PROVIDED PASSAGE:
[start]

As of 2015 (back to the future... on this 2009 question which is now high-ranked in Google) image similarity can be computed using Deep Learning techniques. The family of algorithms known as Auto Encoders can create a vector representation which is searchable for similarity. There is a demo here.
One way you can do this is to resize the image and drop the resolution significantly (to 200x200 maybe?), storing a smaller (pixel-averaged) version for doing the comparison. Then define a tolerance threshold and compare each pixel. If the RGB of all pixels are within the tolerance, you've got a match.
Your initial run through is O(n^2) but if you catalog all matches, each new image is just an O(n) algorithm to compare (you only have to compare it to each previously inserted image). It will eventually break down however as the list of images to compare becomes larger, but I think you're safe for a while.

[end]

ENTRIES PROVIDED:
[start]

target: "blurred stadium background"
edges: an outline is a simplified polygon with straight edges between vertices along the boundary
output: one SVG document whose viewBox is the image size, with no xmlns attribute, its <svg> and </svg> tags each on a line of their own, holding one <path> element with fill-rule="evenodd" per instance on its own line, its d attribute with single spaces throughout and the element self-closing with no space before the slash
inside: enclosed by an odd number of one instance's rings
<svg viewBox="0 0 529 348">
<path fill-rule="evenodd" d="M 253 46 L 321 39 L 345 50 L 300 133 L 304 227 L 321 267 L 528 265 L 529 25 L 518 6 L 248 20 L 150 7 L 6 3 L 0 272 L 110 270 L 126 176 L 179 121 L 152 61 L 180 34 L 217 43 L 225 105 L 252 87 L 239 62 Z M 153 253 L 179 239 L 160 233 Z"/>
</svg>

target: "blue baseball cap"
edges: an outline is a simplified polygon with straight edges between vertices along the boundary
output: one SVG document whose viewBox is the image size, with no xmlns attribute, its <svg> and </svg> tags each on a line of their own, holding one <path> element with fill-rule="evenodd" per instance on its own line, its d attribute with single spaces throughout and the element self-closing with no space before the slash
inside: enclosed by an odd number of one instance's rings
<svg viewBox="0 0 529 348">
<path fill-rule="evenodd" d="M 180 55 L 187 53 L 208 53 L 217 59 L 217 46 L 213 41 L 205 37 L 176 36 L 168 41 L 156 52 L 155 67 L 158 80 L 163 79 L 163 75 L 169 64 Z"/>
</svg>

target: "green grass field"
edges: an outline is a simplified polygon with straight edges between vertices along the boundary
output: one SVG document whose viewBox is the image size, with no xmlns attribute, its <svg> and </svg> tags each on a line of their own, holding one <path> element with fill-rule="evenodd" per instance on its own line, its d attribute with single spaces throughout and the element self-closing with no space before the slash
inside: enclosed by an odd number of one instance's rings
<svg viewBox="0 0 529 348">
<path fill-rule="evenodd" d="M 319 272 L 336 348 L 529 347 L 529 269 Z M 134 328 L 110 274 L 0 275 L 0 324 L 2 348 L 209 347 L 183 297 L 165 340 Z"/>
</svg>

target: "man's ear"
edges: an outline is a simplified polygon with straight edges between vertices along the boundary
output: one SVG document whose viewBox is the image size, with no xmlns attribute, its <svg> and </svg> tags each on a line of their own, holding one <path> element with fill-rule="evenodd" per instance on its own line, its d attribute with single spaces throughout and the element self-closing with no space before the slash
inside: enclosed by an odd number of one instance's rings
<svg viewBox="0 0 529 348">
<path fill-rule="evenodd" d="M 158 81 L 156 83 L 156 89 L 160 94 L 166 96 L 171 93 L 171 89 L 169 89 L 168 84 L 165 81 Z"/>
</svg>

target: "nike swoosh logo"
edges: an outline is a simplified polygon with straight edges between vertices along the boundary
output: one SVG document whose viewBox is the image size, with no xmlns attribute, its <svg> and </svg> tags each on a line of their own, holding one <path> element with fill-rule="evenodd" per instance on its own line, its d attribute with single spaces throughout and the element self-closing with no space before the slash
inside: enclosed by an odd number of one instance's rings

[end]

TASKS TO COMPLETE:
[1] In the passage on image similarity, what resolution is suggested as a possible size for the reduced images?
[2] Please pick up the passage on image similarity after its last sentence and continue it.

RESULTS IN ORDER:
[1] 200x200

[2]
After 400 days of running, you'll have 500,000 images, which means (discounting the time to resize the image down) 200(H)*200(W)*500,000(images)*3(RGB) = 60,000,000,000 comparisons. If every image is an exact match, you're going to be falling behind, but that's probably not going to be the case, right? Remember, you can discount an image as a match as soon as a single comparison falls outside your threshold.
Do you literally want to compare every image against the others? What is the application? Maybe you just need some kind of indexing and retrieval of images based on certain descriptors? Then for example you can look at MPEG-7 standard for Multimedia Content Description Interface. Then you could compare the different image descriptors, which will be not that accurate but much faster.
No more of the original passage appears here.